» SOURCE EXTRACT:
--- START ---

The choice of using a chromatic background was intended to simulate a typical clinical condition in which a chromatic underlying dental structure is present, and a ceramic veneer restoration is planned.36,37 The background color of an aesthetic restoration is more or less chromatic, and the thickness of the material can vary.36,38 The use of black and white backgrounds has been reported in several studies to standardize the collection of the color data, but this methodology can influence the final color of the ceramic.29 Clinically, a composite restoration with a white cement base may appear lighter, more reddish, and more saturated than that with a dark background.38 This effect becomes smaller as the thickness of the sample increases.38 When increasing resin thickness, the resin may appear darker and less chromatic with a white background and lighter and more chromatic with a black background.39 Therefore, a sample may be more or less chromatic depending on its thickness and whether the background is white or black.39

To enable the reproduction of indistinguishable restorations with a natural and esthetic aspect, mimicking the natural dentition, besides a perfect anatomy, texture, and marginal adaptation, the perfect final match in color must be achieved. Little consideration has been given to the refractory die materials and the laboratory techniques used during the construction of ceramic restorations. A wide range of chromatic color alterations on veneering ceramics occurring through refractory die methods with investments was found. During the laboratorial process of constructing metal-free ceramic restorations with refractory die techniques, intimate contacts of the investments occur with the ceramic surfaces7,15 in high temperatures, contact that varies from some hours to days. Therefore, it is interesting to develop studies that could explore the potential interactions that occur among these materials, especially the ones that can result in alterations of mechanical resistance, surface, and color of ceramics, which directly influence their quality and longevity.

One of the limitations of this study is that there was no analysis of the composition and differences of thermal expansion coefficients among the investment materials and ceramics tested, which could have resulted in a better understanding of their influence on the performance of the unit investment-ceramic during the construction process of a ceramic restorations. In laboratorial practice, ceramics and refractory materials routinely used are usually purchased from independent manufacturers, with some combinations having different thermal expansion coefficients but generally not resulting in differences of performance from matched ceramic and refractory products.40 Therefore, further investigations are necessary to evaluate the composition, structure, and performance relationships of these related systems because there are no recommendation protocols of combinations of these materials (ceramics versus investments).40 Notwithstanding that such information would be important in understanding the processes involved in the construction of ceramic restorations, a guideline for daily practice for product selection, specifying comparative or standard compliance tests, are mandatory.

CONCLUSIONS

Within the limitations of this study, the following conclusion can be drawn.

There was a significant influence of the investment refractory materials on the color parameters a*, b*, and L* on the ceramics tested, resulting in chromatic alterations unacceptable for some of the ceramic groups tested.

--- END ---

[Entries taken from a dataset]
--- START ---

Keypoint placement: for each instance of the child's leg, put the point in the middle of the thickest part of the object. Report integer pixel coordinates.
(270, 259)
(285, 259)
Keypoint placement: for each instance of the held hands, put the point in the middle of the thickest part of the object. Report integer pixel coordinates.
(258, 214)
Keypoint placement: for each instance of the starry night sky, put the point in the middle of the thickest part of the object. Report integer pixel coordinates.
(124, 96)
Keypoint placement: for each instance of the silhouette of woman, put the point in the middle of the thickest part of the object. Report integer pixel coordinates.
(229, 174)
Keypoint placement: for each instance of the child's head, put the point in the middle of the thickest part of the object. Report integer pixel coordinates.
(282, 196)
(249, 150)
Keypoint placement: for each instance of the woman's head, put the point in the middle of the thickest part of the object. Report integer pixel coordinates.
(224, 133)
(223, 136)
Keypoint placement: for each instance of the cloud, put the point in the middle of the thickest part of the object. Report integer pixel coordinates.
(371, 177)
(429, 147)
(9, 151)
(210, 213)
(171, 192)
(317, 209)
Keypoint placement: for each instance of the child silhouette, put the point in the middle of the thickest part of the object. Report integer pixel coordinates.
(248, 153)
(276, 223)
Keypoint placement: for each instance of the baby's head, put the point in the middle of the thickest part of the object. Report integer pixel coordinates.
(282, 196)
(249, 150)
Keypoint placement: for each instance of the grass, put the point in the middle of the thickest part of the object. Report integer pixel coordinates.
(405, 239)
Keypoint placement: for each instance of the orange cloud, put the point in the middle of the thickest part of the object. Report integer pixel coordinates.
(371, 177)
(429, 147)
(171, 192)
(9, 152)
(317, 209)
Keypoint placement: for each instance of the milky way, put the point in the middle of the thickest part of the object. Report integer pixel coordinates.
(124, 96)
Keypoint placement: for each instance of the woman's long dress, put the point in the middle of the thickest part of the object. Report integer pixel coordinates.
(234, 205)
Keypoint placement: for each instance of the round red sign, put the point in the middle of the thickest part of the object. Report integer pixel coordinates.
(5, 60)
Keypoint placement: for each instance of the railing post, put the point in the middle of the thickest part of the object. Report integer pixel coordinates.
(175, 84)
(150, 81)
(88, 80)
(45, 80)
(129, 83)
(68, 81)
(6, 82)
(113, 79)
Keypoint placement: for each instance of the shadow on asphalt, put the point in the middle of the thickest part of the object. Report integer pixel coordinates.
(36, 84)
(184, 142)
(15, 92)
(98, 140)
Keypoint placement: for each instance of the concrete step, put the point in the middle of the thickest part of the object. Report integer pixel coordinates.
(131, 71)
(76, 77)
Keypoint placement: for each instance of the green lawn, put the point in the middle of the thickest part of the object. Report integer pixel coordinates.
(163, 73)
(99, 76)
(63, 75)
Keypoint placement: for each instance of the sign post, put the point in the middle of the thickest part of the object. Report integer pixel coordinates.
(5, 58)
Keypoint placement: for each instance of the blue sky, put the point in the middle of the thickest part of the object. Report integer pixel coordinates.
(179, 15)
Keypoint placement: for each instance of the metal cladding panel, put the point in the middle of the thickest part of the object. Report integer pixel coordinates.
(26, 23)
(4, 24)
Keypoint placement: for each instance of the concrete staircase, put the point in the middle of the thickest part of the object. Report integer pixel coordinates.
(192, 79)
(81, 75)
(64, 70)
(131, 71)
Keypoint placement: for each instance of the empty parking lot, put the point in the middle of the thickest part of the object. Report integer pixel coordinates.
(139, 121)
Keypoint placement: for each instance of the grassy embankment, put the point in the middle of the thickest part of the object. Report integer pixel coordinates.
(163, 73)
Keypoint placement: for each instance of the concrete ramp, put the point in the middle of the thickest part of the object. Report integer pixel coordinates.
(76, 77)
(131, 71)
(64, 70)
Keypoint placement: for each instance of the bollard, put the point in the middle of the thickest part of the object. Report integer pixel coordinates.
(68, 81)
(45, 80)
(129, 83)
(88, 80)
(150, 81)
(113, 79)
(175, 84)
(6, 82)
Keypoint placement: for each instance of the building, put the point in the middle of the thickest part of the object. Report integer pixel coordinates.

--- END ---

» WHAT THIS EXERCISE ASKS:
**1)** From the passage on ceramic color, write out the part that begins at the words "There was a" and stops after the words "ceramic groups tested.".
**2)** According to the passage on ceramic color, how may a composite restoration with a white cement base appear compared with one on a dark background?

» SOLUTIONS PER TASK:
**1)**
There was a significant influence of the investment refractory materials on the color parameters a*, b*, and L* on the ceramics tested, resulting in chromatic alterations unacceptable for some of the ceramic groups tested.

**2)** It may appear lighter, more reddish, and more saturated.